◆ OBJECTIVE 1: Count how many lines in the entries below contain the string "black". Reply with the number alone.

◆ EXTRACT TO READ:
%%
This team has no future.

(And no, not even a much-needed coaching change will do anything about that).

To see if the Washington Wizards have any hope of escaping the shackles of mediocrity, I looked at each of the past 30 teams (so 1991 through 2020) that snuck into the final playoff spot like the Wizards did, aka the playoff team with the worst record. Here’s what I found:

The Teams that Stayed the Course

Of the 30 teams, 11 stayed the course. One (1) of these was the 1999 New York Knicks — the only eight-seed to ever make the NBA Finals. This is very atypical and speaks more about the uniqueness of the 50-game lockout season than about the actual quality of those Knicks. Let’s throw them out.

Three (3) of these became relevant/interesting teams in the ensuing years:

  1. 2000 Milwaukee Bucks
    This team kept pretty much the entire rotation intact – a core of Ray Allen, Glenn Robinson, and Sam Cassell surrounded by role guys like Ervin “No Magic” Johnson and Tim Thomas. In 2001, they ended up one game away from the NBA Finals thanks to career years from Allen (making the first of his two All-NBA selections) and Robinson, improved defense, and a dreadful Eastern Conference.
  2. 2005 New Jersey Nets
    With back-to-back Finals runs in the twilight, the Nets made a blockbuster trade to acquire a disgruntled Vince Carter to go with Jason Kidd and Richard Jefferson. They went 33-23 after that and then won a playoff series in 2006 and 2007.
  3. 2017 Portland Trail Blazers
    Another team that made a heist, the Blazers fleeced the Nuggets for Jusuf Nurkic. With Nurkic in the lineup, the Blazers proceeded to go 14-6 down the stretch. Since then, Damian Lillard has somehow taken another leap (one All-NBA 1st team and three All-NBA 2nd teams), which has lifted Portland to decency.

Five (5) of these 11 teams drifted into the wilderness in the ensuing years:

  1. 1992 Miami Heat
    The Heat ran it back with a 26-and-under nucleus headlined by Glen Rice and Steve Smith. The franchise remained painfully mediocre (36, 42, 32, and 42 wins, respectively, in each of the next four seasons) until Pat Riley showed up (more on that later).
  2. 1998 New Jersey Nets
    John Calipari’s Nets were supposed to be an Eastern Conference cellar-dweller in 1998. Instead, they were somehow decent (?)  with veterans like Sam Cassell and Kendall Gill, rookie Keith Van Horn, and sophomore Kerry Kittles, and were surprisingly competitive in the first round vs. Jordan’s Last Dance. The next season, they started 3-18 (due largely to a Cassell injury). Calipari was fired, Cassell was dealt for Stephon Marbury, and it took three more lousy seasons before the Nets became exciting again.
  3. 2002 Toronto Raptors
    Following the best (up to that point) campaign in franchise history in 2001, the bottom fell out on the Toronto Raptors quickly thanks to two straight injury-riddled seasons for Vince Carter. In 2002, they snuck into the playoffs, but after that, it was four seasons of irrelevancy (35.7 win percentage from 2003 to 2006, good for a 29-win pace over 82 games) despite drafting Chris Bosh. Eventually, Carter (and Bosh) bolted, and it was another 15 years before Toronto won a playoff series.
%%
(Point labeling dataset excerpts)
%%
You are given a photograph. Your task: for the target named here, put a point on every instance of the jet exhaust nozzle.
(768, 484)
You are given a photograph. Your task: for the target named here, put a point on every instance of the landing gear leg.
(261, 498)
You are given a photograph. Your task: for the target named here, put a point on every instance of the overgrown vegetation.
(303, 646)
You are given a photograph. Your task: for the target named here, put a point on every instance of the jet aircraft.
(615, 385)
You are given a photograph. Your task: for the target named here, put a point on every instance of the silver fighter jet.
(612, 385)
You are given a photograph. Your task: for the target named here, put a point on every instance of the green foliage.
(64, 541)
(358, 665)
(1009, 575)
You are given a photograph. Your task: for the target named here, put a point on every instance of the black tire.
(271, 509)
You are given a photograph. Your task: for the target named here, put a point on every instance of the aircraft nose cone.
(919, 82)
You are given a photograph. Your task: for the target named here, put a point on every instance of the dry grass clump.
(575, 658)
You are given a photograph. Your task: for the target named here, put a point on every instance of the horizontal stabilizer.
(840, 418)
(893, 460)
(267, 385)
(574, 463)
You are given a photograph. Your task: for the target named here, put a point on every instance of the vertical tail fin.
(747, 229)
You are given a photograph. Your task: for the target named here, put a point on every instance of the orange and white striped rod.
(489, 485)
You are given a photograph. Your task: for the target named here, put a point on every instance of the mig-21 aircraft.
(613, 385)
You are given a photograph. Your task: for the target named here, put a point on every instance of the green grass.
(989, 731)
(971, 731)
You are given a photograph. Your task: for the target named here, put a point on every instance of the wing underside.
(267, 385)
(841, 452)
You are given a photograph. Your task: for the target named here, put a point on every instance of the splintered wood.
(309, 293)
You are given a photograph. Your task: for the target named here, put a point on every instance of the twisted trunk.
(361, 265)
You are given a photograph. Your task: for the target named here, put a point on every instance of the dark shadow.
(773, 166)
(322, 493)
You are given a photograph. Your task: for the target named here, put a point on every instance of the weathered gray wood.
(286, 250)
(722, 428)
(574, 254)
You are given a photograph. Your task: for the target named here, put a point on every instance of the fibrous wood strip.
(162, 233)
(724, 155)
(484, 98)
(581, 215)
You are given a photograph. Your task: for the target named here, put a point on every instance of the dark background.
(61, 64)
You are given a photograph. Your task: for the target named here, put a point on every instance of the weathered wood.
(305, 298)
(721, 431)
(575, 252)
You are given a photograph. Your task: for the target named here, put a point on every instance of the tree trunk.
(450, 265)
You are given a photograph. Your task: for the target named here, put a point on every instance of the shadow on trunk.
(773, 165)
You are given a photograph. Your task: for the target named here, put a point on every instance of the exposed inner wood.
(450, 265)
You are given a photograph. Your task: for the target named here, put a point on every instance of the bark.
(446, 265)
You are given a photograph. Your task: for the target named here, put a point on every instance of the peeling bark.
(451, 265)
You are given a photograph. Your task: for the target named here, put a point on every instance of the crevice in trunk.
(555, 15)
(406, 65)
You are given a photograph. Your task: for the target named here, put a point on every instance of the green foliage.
%%
%%
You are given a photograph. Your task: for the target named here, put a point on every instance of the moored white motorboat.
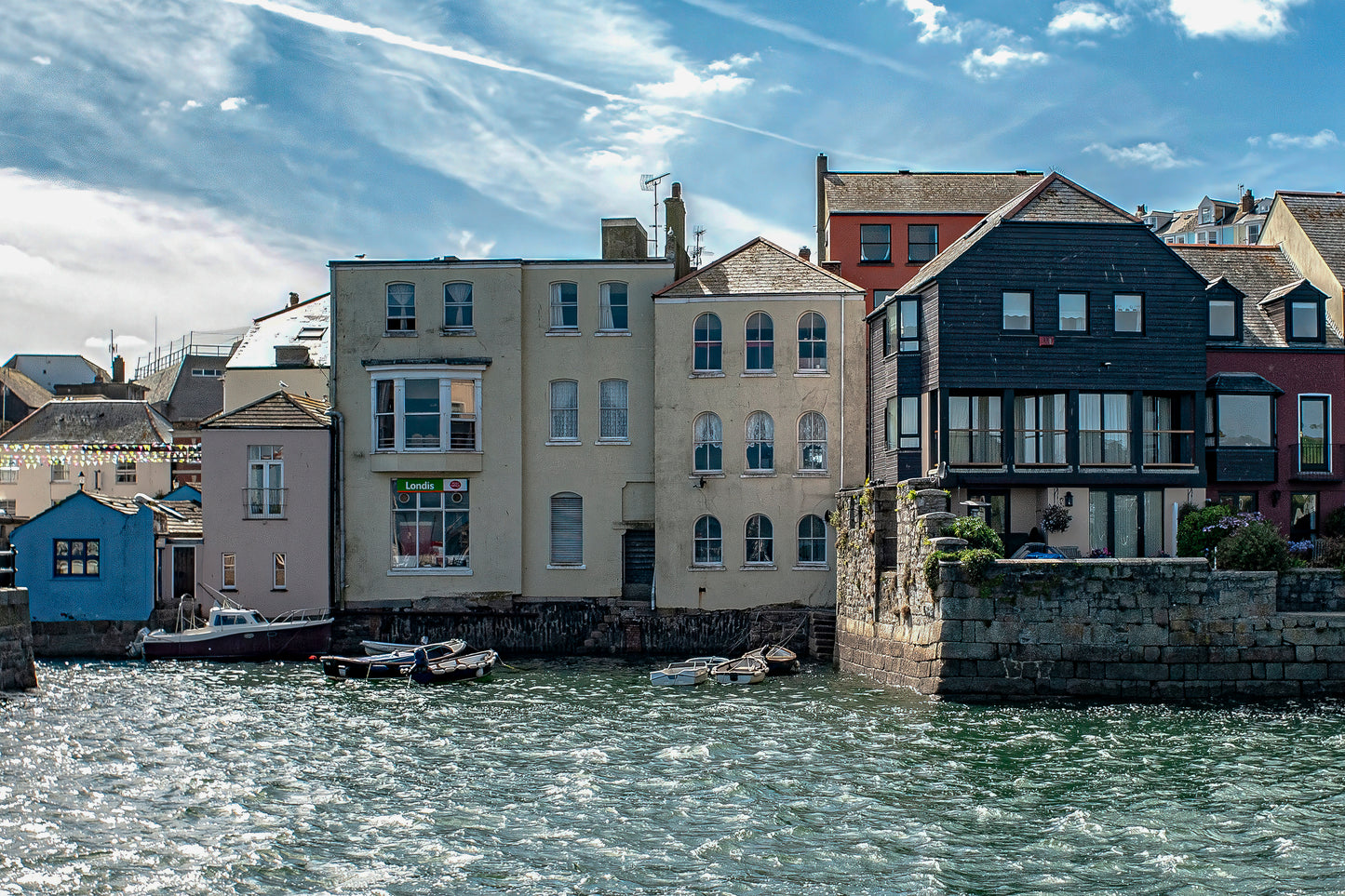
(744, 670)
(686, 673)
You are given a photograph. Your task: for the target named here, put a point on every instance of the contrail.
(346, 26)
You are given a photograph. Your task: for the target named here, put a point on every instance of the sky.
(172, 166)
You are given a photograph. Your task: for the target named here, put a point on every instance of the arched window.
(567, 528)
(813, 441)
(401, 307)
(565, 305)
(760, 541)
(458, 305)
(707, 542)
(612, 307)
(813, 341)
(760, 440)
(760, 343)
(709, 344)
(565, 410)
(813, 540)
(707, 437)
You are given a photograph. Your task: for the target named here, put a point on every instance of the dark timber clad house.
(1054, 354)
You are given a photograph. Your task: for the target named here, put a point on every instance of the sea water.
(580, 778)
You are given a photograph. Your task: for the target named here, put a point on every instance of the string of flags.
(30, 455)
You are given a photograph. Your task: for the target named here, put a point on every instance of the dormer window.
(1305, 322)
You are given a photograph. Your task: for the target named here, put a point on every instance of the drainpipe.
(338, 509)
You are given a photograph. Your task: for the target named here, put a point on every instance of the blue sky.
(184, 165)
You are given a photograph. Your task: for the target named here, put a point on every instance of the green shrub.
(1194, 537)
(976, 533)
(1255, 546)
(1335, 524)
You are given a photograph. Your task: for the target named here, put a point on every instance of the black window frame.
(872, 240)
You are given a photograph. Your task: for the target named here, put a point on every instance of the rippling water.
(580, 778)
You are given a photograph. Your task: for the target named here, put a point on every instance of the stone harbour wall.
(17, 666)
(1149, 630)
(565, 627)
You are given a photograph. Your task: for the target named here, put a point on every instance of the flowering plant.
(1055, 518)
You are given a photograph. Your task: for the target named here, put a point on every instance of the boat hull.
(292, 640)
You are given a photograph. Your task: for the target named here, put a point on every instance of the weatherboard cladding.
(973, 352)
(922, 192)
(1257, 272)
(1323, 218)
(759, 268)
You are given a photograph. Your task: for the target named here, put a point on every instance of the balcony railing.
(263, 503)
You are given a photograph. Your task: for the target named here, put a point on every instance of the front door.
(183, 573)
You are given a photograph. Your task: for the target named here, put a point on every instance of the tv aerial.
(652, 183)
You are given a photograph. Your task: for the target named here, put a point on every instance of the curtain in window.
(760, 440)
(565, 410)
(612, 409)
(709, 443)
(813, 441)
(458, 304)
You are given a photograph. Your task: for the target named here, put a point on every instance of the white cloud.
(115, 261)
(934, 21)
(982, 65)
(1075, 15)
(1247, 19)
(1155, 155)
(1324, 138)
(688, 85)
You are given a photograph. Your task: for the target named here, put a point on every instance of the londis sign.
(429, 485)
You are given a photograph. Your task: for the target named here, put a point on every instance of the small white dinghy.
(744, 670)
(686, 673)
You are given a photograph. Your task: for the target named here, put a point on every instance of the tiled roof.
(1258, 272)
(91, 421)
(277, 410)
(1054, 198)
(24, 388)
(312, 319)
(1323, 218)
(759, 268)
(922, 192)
%%
%%
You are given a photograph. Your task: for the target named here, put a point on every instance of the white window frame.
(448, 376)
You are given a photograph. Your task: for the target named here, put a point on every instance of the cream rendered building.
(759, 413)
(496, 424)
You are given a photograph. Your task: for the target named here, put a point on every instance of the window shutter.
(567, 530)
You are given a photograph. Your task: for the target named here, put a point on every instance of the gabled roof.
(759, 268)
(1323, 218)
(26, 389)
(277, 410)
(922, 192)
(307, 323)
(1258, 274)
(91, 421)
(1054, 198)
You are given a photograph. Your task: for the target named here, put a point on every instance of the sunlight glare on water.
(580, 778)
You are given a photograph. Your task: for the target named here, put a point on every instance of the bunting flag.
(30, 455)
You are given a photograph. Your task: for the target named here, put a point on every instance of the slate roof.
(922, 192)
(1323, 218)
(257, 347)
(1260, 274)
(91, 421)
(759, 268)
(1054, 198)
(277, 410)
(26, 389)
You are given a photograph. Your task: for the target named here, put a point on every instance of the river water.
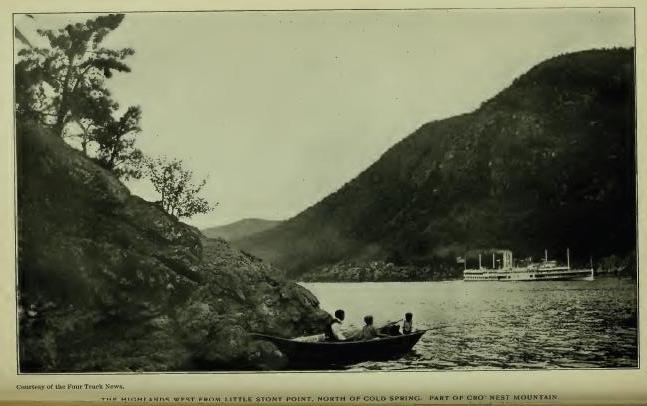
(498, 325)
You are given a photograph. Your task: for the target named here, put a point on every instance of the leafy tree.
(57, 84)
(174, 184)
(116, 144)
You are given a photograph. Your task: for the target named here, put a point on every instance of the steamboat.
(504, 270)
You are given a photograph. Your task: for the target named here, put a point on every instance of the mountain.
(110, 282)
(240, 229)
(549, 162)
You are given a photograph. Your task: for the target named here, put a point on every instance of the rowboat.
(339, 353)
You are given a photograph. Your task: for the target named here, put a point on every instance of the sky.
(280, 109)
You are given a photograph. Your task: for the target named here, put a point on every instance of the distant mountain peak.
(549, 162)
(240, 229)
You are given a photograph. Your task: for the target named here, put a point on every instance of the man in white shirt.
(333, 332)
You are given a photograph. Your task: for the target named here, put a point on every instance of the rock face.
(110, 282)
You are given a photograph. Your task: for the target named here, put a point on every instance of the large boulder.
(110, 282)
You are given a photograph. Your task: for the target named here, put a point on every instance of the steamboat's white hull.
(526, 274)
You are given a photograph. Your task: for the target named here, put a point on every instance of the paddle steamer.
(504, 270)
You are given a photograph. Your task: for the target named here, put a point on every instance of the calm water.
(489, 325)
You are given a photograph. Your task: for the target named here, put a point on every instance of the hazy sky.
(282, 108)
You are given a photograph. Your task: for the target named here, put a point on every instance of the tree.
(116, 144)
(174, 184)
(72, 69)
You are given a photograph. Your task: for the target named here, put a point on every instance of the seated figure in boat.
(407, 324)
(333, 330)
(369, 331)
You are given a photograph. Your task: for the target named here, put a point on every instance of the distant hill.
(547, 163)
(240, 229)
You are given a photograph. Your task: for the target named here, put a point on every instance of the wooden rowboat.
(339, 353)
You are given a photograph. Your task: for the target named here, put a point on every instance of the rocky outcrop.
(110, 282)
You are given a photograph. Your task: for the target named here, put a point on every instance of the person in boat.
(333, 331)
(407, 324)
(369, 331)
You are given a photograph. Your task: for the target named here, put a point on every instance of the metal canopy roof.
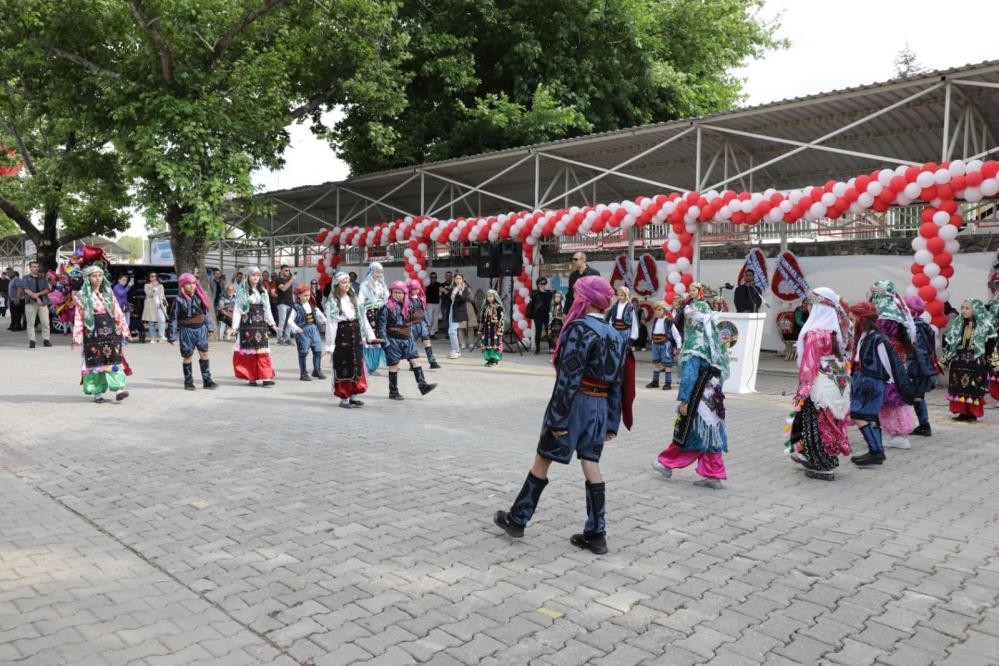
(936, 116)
%%
◆ OBJECTIVE 2:
Answer these questions using the article above about teams that took the final playoff spot:
(a) Which team is called the only eight-seed to ever make the NBA Finals?
(b) Which player did the Blazers get from the Nuggets?
(c) Who coached the Nets in 1998?

◆ CORRECT RESPONSE 1: 2

◆ CORRECT RESPONSE 2:
(a) The 1999 New York Knicks
(b) Jusuf Nurkic
(c) John Calipari